→ GIVEN PROBLEM: Reproduce the rows beginning at the line that contains "Return one point per instance of the storefront with" and ending after the line that contains "x=470 y=181", with the requests included. In the answers, multiply every x and y coordinate by 1.5 and round the result to a whole number, rounding halves up.
+++ RECORDS PROVIDED
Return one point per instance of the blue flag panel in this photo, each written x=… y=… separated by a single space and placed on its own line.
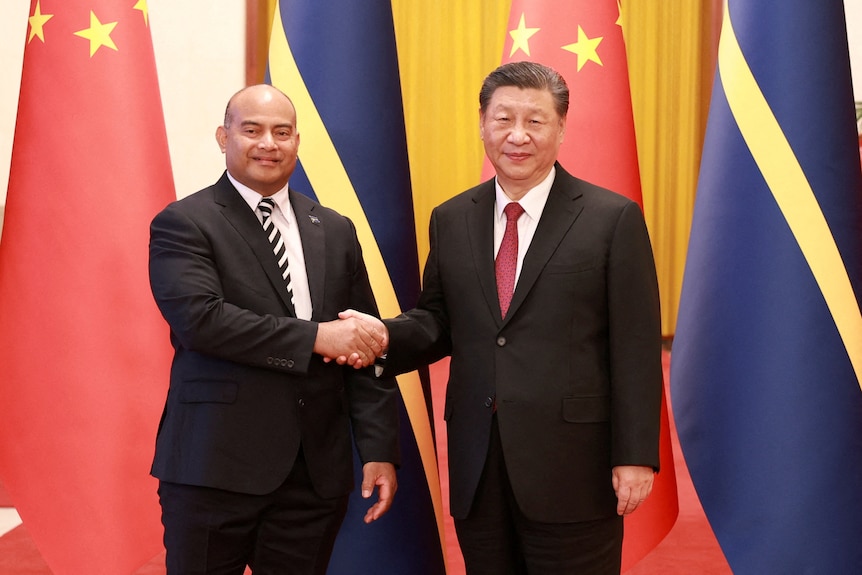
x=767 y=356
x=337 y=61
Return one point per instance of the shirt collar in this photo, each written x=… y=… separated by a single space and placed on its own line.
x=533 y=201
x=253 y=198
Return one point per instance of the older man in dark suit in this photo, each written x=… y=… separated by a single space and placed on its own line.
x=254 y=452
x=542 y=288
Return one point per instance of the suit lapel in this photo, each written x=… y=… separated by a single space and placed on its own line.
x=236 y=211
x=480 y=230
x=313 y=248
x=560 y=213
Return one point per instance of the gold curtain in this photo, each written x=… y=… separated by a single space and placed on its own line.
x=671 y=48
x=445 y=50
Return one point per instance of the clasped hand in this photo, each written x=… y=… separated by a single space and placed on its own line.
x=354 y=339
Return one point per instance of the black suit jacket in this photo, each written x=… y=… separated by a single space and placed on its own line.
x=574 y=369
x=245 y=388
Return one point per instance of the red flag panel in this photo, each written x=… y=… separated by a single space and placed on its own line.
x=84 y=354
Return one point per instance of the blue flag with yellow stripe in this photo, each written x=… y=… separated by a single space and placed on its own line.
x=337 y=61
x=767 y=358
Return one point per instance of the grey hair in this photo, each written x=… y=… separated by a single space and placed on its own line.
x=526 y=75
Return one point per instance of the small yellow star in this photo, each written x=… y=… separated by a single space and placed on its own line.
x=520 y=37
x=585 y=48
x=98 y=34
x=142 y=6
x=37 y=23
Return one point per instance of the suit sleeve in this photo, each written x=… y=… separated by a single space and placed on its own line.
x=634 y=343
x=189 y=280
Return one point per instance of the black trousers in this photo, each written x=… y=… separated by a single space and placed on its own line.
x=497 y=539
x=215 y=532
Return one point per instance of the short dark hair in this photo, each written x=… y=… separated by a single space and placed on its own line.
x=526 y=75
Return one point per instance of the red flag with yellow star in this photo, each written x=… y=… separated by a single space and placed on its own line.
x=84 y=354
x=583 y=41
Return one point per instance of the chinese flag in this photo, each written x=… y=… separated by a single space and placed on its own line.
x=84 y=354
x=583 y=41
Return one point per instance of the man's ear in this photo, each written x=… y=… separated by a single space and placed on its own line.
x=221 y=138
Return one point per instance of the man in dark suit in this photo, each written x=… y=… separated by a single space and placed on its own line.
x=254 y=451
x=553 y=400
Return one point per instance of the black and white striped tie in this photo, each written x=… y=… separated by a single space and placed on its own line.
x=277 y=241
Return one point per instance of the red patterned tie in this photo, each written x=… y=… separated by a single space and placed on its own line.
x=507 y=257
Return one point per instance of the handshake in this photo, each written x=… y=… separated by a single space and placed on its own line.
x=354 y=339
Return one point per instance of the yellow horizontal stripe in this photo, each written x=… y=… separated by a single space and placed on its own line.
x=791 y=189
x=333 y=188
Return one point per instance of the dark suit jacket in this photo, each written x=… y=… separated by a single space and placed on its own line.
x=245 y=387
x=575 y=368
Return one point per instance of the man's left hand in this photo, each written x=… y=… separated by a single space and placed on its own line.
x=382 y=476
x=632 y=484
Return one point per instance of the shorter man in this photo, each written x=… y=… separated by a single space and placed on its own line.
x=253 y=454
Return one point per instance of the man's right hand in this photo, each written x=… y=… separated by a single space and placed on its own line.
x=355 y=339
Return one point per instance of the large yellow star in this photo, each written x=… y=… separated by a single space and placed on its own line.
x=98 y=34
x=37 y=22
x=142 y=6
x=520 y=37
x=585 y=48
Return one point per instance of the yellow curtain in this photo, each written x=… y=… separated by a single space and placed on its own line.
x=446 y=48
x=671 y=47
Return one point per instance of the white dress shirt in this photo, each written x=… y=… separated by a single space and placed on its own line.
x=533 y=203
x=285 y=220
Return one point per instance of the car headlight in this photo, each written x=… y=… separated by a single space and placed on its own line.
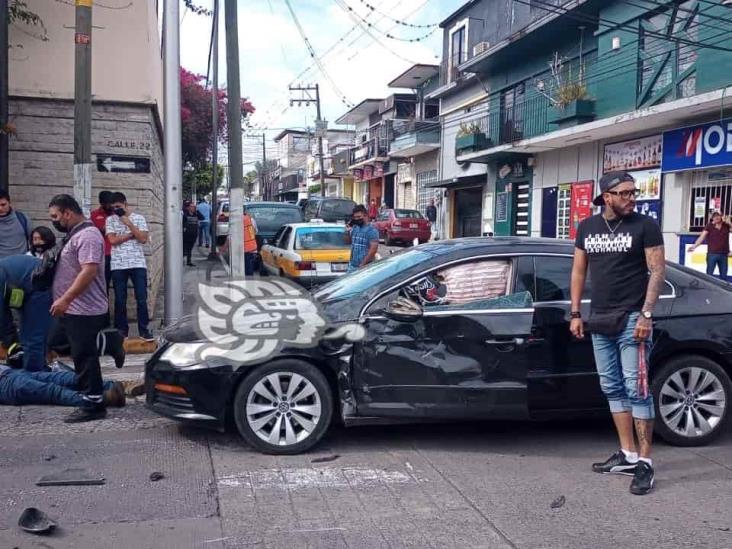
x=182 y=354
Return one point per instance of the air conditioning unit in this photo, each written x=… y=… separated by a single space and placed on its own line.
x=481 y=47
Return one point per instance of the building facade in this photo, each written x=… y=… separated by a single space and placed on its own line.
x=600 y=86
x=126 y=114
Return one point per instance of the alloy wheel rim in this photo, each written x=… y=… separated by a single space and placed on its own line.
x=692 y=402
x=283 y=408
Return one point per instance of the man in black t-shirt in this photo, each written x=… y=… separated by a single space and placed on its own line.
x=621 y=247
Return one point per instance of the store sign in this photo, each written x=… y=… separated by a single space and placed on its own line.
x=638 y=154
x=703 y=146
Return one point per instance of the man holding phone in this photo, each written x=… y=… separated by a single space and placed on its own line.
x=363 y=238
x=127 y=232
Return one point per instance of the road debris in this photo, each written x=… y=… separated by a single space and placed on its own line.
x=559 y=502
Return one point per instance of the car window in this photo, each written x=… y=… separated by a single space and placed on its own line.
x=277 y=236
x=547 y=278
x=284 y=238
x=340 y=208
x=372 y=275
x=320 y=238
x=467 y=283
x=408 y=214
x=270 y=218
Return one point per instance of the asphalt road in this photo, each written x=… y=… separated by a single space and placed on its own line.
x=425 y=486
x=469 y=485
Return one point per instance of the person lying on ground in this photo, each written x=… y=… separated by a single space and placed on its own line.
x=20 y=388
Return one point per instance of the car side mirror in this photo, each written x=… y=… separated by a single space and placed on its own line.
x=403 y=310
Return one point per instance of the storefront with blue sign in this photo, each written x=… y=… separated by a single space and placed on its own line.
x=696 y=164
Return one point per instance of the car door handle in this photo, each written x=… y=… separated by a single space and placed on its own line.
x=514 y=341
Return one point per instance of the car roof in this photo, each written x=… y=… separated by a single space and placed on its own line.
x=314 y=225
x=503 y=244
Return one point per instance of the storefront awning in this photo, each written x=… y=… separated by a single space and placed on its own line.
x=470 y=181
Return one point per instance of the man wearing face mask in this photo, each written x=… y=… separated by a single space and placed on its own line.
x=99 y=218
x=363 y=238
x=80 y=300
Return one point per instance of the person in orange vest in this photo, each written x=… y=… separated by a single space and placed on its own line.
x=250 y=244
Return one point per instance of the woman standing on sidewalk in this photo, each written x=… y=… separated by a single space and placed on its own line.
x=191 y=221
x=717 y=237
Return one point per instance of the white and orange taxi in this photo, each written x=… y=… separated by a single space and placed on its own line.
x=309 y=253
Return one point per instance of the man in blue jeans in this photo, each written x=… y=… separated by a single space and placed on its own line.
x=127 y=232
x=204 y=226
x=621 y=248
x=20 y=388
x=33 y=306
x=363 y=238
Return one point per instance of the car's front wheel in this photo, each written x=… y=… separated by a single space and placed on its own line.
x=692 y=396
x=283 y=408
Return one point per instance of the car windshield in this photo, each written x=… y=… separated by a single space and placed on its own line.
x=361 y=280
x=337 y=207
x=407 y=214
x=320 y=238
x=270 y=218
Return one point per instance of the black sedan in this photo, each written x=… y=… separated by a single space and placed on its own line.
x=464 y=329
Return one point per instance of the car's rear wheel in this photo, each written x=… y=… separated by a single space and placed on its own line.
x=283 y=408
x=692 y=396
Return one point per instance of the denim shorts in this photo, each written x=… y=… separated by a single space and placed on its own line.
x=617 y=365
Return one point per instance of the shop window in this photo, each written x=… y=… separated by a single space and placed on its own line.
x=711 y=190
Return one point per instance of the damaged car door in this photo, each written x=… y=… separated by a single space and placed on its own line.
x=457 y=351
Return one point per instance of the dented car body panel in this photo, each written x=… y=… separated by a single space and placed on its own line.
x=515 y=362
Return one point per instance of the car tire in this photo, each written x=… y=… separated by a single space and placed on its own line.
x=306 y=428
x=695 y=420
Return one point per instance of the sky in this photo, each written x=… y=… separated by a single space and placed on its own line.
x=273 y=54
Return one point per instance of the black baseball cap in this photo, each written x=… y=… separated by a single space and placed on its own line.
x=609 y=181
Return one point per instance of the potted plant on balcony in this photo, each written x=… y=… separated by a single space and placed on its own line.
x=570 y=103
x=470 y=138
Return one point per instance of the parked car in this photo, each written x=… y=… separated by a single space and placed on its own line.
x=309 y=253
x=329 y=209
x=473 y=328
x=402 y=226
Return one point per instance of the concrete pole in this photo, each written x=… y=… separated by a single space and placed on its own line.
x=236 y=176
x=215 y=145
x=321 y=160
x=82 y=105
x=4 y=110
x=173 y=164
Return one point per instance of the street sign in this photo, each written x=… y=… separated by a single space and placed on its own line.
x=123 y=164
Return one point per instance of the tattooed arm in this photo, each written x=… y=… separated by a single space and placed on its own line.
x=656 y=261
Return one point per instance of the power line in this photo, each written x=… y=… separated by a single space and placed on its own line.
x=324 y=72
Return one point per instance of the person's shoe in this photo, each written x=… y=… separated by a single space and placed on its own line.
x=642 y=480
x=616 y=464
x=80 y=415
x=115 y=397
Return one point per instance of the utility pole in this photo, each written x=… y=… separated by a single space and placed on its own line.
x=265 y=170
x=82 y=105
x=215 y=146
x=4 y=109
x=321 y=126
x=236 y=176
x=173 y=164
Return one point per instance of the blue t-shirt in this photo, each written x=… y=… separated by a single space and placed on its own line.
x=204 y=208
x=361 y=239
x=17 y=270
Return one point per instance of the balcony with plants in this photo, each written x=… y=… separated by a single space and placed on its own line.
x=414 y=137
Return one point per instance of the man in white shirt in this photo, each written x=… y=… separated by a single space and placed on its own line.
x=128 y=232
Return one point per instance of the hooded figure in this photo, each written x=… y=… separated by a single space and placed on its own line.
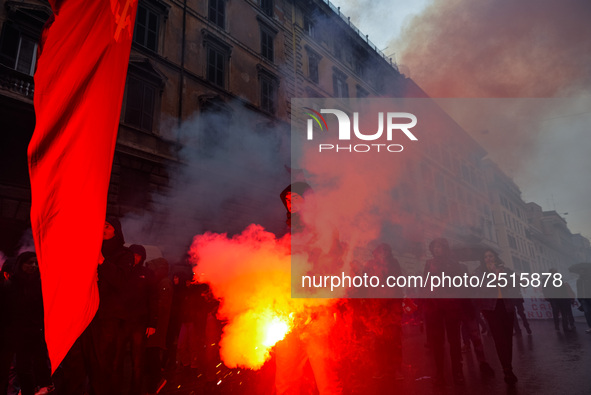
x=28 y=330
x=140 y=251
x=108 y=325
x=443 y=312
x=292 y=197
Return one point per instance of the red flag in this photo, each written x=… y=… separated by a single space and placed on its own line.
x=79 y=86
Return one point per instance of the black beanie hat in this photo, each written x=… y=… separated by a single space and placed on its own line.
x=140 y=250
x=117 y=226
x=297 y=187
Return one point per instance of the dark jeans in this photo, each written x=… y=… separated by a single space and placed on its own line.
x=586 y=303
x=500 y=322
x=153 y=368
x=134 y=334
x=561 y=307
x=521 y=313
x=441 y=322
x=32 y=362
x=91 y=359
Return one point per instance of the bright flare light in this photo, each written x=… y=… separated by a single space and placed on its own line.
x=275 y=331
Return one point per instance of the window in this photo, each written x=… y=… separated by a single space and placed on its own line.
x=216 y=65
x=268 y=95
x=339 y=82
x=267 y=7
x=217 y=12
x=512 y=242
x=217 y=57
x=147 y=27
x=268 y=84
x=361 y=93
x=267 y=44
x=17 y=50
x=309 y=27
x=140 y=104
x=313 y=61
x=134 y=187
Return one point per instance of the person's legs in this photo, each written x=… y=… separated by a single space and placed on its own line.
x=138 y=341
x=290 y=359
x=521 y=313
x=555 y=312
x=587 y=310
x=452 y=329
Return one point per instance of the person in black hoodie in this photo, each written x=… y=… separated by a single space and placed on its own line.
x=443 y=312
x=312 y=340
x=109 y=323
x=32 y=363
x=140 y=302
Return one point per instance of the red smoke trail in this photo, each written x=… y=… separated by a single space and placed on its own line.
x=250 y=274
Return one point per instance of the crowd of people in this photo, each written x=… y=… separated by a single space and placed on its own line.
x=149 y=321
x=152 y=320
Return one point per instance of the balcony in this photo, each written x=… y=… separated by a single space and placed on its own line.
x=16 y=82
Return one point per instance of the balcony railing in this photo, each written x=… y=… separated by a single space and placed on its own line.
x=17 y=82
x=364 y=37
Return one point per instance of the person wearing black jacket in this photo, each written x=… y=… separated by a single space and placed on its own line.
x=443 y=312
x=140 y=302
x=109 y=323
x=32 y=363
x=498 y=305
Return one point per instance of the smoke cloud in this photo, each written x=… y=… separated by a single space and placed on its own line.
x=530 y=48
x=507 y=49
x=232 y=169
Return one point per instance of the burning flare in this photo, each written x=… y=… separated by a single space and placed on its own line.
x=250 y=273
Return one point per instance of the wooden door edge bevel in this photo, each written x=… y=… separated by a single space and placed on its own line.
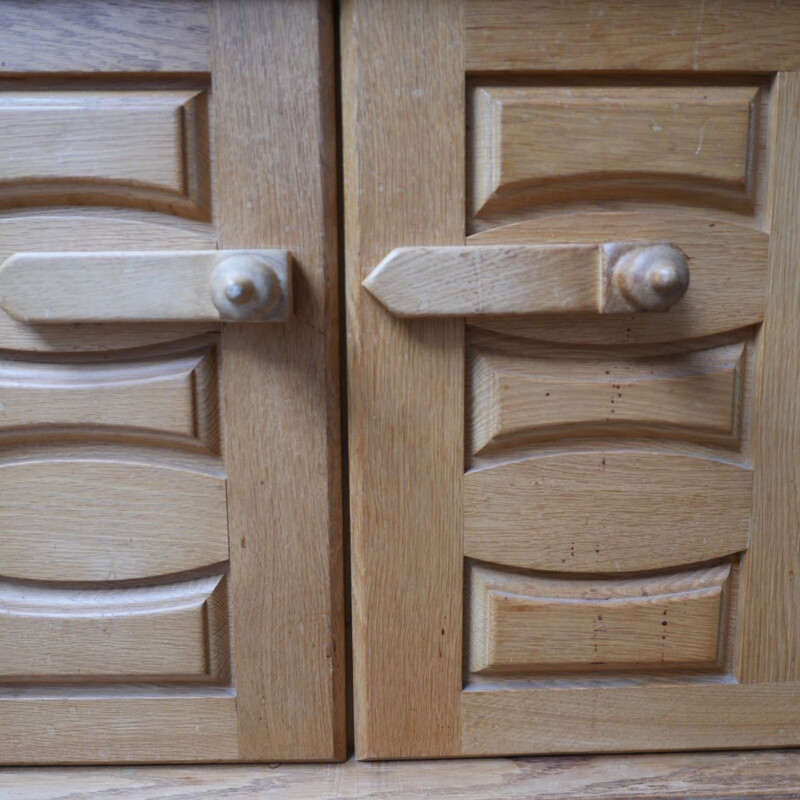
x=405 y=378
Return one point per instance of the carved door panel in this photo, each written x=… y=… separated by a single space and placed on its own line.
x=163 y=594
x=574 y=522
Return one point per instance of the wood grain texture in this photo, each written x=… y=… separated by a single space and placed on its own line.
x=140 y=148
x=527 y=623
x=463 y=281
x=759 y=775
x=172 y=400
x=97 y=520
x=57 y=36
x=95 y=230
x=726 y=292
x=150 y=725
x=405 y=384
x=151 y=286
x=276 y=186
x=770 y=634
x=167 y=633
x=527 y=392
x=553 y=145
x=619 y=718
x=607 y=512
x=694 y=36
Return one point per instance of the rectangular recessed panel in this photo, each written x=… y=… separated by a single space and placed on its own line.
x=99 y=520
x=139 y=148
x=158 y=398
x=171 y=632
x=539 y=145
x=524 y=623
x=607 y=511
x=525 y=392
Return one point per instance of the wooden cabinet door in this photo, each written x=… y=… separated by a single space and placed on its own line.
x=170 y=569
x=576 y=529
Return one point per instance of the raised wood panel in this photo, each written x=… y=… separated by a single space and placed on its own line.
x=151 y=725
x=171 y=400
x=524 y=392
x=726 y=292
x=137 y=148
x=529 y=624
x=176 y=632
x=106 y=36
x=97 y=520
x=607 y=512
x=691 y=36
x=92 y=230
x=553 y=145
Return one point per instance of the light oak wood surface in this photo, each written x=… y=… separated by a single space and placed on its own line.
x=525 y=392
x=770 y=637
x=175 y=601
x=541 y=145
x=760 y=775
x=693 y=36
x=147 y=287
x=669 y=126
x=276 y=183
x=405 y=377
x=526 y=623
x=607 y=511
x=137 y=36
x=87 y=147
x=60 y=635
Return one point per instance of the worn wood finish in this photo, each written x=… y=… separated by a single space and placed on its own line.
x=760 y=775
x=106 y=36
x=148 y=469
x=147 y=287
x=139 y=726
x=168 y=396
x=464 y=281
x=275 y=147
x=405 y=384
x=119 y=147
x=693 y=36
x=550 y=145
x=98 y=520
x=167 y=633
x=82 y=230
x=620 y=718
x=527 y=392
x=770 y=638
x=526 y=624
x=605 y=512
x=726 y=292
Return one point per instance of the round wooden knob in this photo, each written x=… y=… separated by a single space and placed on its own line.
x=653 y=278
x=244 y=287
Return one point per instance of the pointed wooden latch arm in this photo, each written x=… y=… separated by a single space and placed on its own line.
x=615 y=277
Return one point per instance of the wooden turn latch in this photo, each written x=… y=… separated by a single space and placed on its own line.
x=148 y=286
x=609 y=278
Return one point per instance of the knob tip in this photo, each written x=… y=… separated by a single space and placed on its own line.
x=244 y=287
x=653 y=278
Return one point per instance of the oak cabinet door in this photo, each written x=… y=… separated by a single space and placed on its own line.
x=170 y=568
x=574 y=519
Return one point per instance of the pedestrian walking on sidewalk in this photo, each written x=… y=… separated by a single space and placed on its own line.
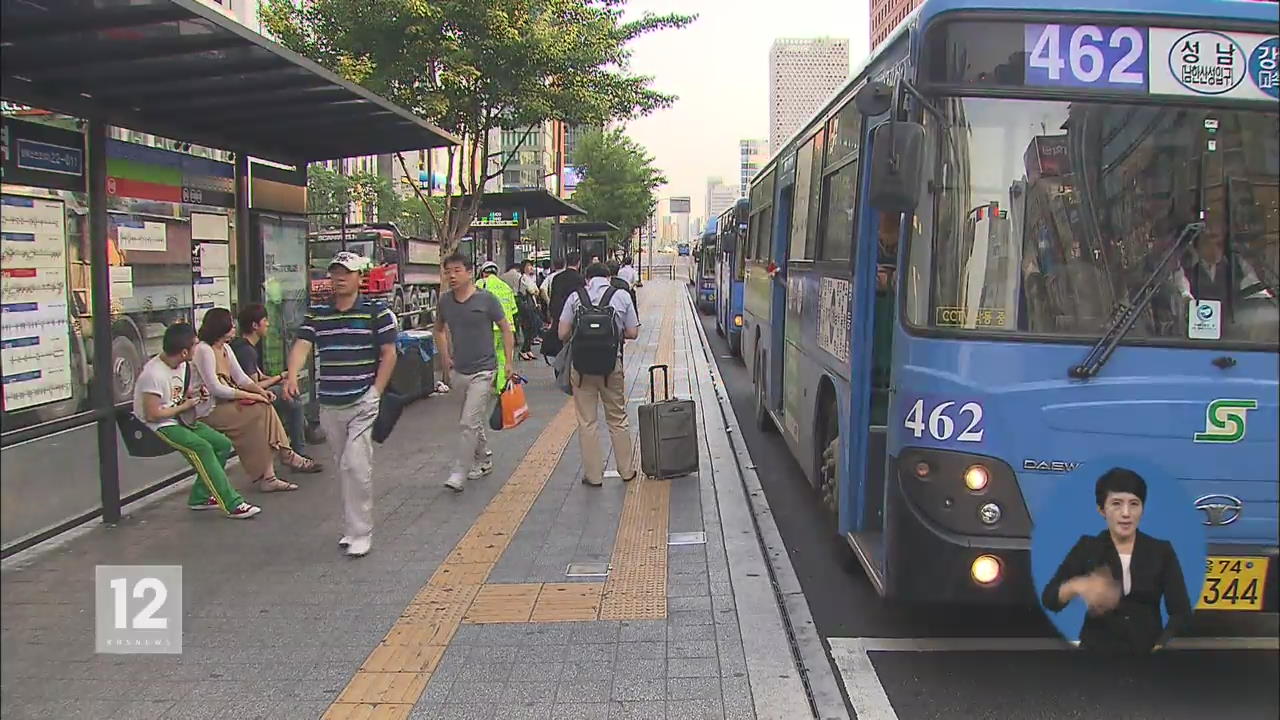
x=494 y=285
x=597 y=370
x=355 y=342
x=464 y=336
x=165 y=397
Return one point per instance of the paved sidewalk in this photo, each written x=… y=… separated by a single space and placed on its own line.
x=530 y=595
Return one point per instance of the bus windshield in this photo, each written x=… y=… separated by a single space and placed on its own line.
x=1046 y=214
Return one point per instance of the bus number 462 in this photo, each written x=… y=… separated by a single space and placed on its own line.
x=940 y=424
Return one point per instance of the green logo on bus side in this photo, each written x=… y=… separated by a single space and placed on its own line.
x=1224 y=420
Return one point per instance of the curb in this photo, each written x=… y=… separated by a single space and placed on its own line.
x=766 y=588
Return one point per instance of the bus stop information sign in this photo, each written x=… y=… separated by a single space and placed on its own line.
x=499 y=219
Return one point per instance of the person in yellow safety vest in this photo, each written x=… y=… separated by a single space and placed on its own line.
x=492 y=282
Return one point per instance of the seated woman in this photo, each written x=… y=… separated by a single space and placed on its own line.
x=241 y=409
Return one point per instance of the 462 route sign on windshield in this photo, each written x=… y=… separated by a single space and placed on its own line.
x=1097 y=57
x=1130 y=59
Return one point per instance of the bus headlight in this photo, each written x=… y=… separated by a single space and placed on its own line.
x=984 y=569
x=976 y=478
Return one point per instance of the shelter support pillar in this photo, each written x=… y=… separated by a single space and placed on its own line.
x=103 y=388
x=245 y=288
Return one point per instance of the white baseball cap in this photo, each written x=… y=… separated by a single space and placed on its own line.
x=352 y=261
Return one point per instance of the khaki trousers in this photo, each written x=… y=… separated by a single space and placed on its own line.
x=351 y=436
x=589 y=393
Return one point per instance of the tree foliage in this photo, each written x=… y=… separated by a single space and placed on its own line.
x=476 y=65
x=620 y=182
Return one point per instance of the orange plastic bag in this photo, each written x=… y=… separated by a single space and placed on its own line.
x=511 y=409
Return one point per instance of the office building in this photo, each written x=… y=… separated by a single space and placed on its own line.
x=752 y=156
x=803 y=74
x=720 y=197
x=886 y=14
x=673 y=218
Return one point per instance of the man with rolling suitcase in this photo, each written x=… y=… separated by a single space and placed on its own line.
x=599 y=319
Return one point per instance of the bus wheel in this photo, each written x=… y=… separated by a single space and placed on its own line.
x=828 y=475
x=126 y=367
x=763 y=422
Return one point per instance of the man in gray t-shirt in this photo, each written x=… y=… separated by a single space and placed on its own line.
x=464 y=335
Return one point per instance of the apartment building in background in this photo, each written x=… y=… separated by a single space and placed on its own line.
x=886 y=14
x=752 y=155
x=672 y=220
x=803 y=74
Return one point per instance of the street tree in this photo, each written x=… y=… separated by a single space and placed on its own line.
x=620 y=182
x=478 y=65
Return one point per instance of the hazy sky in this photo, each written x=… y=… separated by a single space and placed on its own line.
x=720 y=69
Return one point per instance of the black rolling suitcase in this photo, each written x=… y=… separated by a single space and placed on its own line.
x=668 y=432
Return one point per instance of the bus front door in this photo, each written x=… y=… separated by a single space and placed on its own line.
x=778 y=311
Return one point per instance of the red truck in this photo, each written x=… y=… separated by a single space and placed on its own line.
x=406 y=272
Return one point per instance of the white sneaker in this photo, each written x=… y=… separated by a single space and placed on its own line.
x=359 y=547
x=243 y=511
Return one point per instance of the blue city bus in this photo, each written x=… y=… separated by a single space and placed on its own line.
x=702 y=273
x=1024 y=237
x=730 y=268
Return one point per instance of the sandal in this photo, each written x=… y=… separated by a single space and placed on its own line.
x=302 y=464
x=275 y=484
++++++
→ SOLUTION FOR THIS PROBLEM:
Return one point per instance of the storefront with blue sign in this photo, each written x=… y=… separated by a single space and placed on its own line.
x=1044 y=246
Return one point per instance of the car door handle in this photo, each written x=… y=… separated by a single space and placed on its own line.
x=771 y=512
Return one point per instance of the car roof in this photo, each written x=… y=… separated by a single space and placed on its own line.
x=471 y=338
x=755 y=366
Return one point per instance of the storefront awning in this photo, each written x=… y=… separated by a single space and placed on its own line.
x=705 y=272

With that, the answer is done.